# The problem:
Exact repetition is required: output every record in full.

Point localization data:
******************************

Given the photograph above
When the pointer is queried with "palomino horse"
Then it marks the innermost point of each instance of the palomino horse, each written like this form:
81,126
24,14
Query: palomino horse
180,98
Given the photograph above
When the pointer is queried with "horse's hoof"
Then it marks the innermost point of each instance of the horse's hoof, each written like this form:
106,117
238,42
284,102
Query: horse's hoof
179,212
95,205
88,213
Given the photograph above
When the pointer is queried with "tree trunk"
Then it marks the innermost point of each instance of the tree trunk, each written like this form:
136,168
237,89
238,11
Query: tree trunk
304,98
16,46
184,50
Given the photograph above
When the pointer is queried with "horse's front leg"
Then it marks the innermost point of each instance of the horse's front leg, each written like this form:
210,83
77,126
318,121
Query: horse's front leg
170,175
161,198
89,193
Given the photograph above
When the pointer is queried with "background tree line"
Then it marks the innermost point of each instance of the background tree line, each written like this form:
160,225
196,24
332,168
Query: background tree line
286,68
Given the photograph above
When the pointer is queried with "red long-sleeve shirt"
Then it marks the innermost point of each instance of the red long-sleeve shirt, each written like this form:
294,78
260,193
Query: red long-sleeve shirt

******************************

# Solved exercise:
Given the photograph above
When the pointer is queried with "palomino horse"
Then it marks the innermost point of each instance of the palomino horse, each written like this form:
81,126
24,14
Query: palomino horse
180,98
Given the photograph above
When the pointer is queried with "horse's hoof"
Then it marks the innermost point of each instance of the horse's hoof, each written like this form:
106,117
238,42
284,102
Query: horse's hoof
179,212
95,205
88,213
Given the photograph above
When the pointer is queried with "tree trunk"
Then it marks the innermost point of each instance of the tree trunk, each written like this form:
136,168
237,89
238,11
Query: tree trunk
304,98
16,46
184,50
Given the photograph above
When the pointer is queried with "horse's front leg"
Then it marks the innermost point of each instance of the horse's front leg, each written like this form:
210,83
77,126
318,121
Query: horse's front leg
170,175
161,198
89,193
Given the photograph above
When the pointer is queried with "background tree line"
Then it marks the innermost point of each instance of the background tree line, each written like this form:
160,225
196,24
332,168
Query: background tree line
286,68
Given the photograph above
When the pointer is queried with "red long-sleeve shirt"
Then it marks the innermost point of each instance of the red long-sleeve shirt, each written like this form:
294,78
260,193
Query: red long-sleeve shirt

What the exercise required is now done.